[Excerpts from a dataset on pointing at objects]
* BEGIN *
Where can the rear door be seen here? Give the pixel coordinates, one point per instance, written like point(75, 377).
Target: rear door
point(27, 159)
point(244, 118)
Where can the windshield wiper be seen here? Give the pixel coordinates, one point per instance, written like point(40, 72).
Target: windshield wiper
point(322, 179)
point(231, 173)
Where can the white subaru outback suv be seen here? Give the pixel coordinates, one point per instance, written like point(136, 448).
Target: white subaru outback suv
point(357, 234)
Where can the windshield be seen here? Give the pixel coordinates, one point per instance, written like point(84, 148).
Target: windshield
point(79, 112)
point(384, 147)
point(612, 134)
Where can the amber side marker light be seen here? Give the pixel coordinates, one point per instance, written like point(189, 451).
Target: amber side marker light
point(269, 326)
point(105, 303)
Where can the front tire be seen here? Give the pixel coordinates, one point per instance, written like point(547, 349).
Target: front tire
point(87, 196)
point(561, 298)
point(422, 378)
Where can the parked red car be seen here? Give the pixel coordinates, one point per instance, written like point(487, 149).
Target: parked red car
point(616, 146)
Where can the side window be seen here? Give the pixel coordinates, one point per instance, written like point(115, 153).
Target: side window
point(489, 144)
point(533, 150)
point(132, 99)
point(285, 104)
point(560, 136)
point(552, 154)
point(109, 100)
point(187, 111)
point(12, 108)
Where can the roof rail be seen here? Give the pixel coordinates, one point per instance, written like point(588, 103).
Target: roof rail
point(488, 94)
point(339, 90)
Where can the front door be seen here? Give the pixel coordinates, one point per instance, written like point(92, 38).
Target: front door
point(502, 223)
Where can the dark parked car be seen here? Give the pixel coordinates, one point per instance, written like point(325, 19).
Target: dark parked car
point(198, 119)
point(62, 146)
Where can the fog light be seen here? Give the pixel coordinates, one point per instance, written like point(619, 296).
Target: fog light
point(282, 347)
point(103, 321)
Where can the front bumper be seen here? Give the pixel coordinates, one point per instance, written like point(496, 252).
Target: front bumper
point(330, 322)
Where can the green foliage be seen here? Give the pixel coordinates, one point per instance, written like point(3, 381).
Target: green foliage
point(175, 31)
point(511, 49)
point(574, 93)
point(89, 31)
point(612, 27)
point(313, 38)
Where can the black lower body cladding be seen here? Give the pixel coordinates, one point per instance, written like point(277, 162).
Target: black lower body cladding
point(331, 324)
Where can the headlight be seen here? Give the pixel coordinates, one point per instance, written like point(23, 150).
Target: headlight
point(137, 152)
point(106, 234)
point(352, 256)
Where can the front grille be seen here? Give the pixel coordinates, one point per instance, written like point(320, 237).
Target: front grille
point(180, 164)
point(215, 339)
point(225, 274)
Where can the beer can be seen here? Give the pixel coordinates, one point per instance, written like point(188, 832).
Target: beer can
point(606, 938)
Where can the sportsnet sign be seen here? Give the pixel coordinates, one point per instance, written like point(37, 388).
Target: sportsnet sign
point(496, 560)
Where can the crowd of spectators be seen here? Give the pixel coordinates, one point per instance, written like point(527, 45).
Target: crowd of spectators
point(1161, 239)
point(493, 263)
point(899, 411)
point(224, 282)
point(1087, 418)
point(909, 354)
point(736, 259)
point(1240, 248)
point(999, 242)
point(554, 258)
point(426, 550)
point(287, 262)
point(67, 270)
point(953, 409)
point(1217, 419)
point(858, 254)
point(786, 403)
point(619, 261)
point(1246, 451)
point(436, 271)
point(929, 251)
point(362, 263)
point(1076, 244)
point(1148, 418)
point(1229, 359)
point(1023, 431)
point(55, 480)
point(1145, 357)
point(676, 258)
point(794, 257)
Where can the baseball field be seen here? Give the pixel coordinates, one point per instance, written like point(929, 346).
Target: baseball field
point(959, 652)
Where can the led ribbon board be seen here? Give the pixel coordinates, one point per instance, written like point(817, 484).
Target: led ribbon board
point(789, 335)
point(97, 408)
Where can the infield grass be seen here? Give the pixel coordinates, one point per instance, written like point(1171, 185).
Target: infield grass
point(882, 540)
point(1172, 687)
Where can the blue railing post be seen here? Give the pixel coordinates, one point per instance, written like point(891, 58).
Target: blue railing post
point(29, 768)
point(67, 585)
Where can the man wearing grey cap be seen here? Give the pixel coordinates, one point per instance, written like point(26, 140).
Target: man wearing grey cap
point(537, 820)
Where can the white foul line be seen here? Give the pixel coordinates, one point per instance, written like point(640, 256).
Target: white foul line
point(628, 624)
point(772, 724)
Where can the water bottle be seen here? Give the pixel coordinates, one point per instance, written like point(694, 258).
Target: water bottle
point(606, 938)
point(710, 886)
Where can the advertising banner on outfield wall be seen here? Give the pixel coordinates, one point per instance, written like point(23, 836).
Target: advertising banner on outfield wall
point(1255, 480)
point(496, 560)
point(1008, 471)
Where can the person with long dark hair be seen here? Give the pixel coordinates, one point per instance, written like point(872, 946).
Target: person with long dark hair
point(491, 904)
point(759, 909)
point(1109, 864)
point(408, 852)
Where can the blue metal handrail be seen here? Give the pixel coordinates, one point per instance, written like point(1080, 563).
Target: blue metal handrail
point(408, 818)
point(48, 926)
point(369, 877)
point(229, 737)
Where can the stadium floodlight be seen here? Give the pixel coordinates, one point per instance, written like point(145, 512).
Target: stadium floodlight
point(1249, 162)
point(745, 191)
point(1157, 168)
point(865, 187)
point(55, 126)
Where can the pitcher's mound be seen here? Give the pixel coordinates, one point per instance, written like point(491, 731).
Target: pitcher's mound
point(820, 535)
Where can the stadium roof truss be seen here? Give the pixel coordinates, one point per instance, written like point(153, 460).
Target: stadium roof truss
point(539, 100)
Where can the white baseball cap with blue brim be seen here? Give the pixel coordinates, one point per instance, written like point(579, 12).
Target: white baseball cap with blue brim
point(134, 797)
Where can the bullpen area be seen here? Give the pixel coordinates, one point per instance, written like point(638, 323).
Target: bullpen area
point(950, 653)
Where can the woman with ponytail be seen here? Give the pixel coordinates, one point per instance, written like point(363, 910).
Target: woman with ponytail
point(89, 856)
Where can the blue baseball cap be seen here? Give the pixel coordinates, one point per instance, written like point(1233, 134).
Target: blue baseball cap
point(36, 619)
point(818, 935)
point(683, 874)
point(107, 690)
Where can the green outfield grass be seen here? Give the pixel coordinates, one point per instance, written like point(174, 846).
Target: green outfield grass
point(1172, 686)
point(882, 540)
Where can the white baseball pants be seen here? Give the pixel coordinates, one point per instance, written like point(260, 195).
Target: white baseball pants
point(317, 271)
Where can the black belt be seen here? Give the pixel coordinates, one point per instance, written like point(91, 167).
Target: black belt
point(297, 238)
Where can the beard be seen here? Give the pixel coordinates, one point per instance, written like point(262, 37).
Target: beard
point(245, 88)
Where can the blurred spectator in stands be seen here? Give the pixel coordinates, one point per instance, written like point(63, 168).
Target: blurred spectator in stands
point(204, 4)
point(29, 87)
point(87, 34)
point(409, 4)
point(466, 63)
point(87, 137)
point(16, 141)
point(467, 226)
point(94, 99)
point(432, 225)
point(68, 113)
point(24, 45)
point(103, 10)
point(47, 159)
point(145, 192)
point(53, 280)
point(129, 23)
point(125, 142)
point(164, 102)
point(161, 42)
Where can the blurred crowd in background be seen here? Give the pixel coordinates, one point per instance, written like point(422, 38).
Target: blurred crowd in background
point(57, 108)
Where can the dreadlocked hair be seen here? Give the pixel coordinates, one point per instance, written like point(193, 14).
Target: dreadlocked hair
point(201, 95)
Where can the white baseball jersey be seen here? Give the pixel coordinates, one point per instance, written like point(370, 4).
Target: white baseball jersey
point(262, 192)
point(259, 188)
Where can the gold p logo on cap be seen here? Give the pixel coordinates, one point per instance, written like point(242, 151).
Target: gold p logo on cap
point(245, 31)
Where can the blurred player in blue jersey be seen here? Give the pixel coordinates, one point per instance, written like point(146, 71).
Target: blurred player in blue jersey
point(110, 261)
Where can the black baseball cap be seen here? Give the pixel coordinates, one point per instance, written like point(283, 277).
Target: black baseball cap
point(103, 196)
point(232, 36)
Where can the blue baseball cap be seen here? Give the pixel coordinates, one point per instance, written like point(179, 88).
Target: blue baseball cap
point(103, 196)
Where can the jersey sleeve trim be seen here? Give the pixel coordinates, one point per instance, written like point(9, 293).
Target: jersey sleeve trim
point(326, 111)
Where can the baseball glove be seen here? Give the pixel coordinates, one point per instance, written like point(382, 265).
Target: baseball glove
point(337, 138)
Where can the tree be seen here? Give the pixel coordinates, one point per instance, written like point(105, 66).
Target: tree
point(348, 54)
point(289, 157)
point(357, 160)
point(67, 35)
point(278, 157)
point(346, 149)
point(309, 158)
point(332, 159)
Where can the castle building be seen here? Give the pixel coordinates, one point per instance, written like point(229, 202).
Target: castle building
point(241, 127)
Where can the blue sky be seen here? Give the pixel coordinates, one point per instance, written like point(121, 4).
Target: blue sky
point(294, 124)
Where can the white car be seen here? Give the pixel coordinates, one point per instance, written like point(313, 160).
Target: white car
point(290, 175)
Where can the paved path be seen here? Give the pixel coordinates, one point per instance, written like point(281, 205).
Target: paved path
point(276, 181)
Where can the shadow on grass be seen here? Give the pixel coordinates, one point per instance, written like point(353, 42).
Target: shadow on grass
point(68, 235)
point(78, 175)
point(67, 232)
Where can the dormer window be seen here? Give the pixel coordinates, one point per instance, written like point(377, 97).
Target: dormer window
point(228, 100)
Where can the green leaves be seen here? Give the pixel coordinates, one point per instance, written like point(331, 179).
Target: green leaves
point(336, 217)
* END *
> REQUEST: Reproduce the stretch of the listing above from the line containing "Where can the white baseball jersey" through the line containing "point(259, 188)", character for character.

> SOLUTION TO THIS PROBLEM:
Where can the white baseball jersey be seen here? Give the pixel coordinates, one point per instance, written like point(370, 4).
Target: white baseball jersey
point(262, 192)
point(259, 188)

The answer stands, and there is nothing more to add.